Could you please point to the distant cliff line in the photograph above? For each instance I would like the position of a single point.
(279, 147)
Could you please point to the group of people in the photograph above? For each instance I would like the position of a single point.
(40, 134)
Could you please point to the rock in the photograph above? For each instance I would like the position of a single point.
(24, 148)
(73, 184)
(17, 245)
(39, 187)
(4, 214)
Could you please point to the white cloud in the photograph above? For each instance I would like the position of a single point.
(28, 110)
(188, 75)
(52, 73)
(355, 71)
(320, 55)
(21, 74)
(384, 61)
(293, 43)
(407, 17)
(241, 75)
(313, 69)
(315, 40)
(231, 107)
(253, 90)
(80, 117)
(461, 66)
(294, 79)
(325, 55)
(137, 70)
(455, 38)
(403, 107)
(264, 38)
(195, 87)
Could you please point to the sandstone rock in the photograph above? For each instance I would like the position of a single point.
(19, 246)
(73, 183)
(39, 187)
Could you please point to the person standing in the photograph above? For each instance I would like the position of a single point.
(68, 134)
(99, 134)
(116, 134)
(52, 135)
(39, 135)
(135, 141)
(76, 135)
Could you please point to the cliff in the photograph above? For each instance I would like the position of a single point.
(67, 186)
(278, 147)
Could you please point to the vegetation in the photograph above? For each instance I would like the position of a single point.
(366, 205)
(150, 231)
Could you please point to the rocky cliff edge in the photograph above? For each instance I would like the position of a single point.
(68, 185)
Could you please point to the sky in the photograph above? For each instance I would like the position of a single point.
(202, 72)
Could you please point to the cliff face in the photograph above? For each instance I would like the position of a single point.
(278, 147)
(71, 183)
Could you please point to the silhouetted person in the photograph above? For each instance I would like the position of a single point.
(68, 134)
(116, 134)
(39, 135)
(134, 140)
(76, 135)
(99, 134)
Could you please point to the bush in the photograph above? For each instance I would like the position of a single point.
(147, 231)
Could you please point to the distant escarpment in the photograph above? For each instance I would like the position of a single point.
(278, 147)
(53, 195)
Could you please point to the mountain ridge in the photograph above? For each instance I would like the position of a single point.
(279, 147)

BRIEF.
Rewrite the lines above, from the line containing "Could you please point to the silhouetted" through the final line, both included. Multiply every coordinate by 1.6, round each result to the nearest whole number with halves going up, and leave all other text unchanged.

ANSWER TO THIS EXERCISE.
Could you please point to the silhouetted person in the photograph above? For each instance I would like the position of a single point.
(109, 214)
(186, 214)
(62, 216)
(214, 224)
(122, 216)
(158, 214)
Could you please point to the bush in the photograph above? For each instance I would like the position of a single point.
(235, 370)
Could you please point to the distant escarpment in the photograph above? For each instance I would like the position of a single point.
(445, 235)
(85, 312)
Could you please point to the mountain ridge in the photograph above? For each instance I would like the position of a single point.
(446, 235)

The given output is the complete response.